**Stated task**
Write out, word for word, the stretch of the summary on friction and normal force on an incline that begins at the words "In summary, the" and stops after the words "problem is emphasized.".

**Source excerpt**
Friction and normal force on an incline

In summary, the conversation discusses two slopes, A and B, with different inclines but the same vertical height. Using the work energy theorem, it is determined that the work done against friction and initial kinetic energy are equal to the gain in gravitational potential energy in both slopes. However, it is also noted that the distance covered by a body sliding down slope A is less than slope B, resulting in a larger work done against friction in B. This leads to the conclusion that the body in A will have more kinetic energy at the end of the slope. The conversation also addresses the difference in normal force between the two slopes due to the different angles of inclination. Ultimately, the importance of specifying all conditions in a problem is emphasized.

**Data rows**
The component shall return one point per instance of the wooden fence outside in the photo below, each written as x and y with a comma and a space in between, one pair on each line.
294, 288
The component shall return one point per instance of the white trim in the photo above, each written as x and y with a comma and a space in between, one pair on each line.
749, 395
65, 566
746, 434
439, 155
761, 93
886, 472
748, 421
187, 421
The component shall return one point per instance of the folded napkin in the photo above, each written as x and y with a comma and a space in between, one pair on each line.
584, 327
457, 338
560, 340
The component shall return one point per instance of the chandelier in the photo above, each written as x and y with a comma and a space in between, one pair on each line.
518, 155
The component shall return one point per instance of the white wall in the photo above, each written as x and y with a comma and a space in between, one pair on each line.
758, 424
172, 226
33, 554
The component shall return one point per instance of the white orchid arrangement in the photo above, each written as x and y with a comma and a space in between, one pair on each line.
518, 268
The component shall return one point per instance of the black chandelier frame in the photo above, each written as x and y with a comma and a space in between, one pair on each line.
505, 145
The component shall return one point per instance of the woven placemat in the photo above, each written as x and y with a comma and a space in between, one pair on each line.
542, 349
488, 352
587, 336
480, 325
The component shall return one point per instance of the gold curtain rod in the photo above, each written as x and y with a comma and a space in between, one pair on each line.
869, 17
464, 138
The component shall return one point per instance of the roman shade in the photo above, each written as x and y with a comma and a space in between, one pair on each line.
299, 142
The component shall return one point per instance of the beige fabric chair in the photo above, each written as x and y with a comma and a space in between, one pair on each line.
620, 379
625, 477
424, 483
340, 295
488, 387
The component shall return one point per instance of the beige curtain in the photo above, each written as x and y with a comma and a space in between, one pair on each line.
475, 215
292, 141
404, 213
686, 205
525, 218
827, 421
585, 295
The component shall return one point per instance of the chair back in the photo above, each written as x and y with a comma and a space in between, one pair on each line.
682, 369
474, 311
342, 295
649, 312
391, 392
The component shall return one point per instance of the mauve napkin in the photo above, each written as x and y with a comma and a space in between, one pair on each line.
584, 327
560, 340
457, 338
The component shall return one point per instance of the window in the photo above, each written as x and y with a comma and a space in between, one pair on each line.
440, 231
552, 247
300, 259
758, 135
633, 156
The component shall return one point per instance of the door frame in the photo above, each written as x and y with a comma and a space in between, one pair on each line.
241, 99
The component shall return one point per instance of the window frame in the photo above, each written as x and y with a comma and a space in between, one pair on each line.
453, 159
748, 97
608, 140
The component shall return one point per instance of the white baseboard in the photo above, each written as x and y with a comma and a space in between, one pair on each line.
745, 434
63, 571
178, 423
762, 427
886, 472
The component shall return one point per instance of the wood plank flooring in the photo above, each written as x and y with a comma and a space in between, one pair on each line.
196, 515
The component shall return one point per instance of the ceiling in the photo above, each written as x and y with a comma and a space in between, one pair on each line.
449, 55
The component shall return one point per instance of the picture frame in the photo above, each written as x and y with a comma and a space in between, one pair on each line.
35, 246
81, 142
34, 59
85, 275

**Solution to the problem**
In summary, the conversation discusses two slopes, A and B, with different inclines but the same vertical height. Using the work energy theorem, it is determined that the work done against friction and initial kinetic energy are equal to the gain in gravitational potential energy in both slopes. However, it is also noted that the distance covered by a body sliding down slope A is less than slope B, resulting in a larger work done against friction in B. This leads to the conclusion that the body in A will have more kinetic energy at the end of the slope. The conversation also addresses the difference in normal force between the two slopes due to the different angles of inclination. Ultimately, the importance of specifying all conditions in a problem is emphasized.